YOUR INSTRUCTIONS:
Show each line of the items below that contains the word "crown", copying the lines in full. The match is case-sensitive.

Dataset excerpts on object pointing

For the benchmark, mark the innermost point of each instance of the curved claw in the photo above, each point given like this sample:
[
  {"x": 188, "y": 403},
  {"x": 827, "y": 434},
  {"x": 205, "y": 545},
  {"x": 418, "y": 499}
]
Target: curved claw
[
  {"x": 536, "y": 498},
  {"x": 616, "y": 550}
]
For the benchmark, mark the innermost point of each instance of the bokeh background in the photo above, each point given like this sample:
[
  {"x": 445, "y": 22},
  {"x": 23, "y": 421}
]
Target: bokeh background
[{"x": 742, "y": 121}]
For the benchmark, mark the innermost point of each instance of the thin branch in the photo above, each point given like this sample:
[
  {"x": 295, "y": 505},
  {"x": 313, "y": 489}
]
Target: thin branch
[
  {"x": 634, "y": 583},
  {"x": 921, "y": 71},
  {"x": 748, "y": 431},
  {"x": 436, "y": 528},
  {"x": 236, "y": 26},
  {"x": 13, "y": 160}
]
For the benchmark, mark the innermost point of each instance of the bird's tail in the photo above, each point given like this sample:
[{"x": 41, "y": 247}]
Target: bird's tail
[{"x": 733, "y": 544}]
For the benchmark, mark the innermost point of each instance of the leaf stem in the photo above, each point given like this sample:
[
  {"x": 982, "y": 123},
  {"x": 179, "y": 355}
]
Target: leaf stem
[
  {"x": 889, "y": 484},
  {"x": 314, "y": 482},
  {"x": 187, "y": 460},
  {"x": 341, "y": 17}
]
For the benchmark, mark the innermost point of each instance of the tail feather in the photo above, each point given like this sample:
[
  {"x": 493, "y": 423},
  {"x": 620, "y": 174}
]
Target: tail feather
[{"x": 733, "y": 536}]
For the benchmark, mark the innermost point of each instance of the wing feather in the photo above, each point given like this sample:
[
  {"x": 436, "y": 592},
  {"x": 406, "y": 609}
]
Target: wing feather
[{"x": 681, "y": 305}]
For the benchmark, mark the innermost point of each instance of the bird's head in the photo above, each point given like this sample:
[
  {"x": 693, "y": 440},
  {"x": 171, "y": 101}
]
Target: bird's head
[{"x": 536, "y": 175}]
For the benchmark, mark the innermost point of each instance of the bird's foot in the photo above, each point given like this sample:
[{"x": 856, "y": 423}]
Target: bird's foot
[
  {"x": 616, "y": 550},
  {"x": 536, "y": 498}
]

--

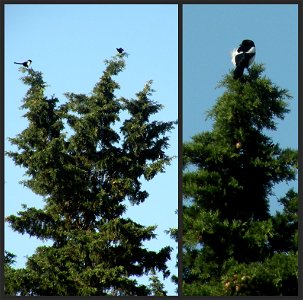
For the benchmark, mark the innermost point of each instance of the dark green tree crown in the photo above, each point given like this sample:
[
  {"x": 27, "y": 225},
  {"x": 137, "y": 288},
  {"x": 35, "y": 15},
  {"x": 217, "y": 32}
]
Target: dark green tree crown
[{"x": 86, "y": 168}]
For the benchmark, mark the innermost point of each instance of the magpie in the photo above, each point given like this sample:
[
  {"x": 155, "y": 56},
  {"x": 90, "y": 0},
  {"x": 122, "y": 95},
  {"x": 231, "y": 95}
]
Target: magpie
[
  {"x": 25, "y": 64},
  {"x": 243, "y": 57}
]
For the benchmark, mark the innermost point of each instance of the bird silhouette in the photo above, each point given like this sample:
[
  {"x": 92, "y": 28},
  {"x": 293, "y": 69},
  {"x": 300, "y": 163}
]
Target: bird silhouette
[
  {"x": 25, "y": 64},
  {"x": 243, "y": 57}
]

RESULT OF THE TASK:
For the benchmark, mark the innermost point of each instance of the dark green tree crown in the photo above, each point given like this sample:
Target: dark green tree crown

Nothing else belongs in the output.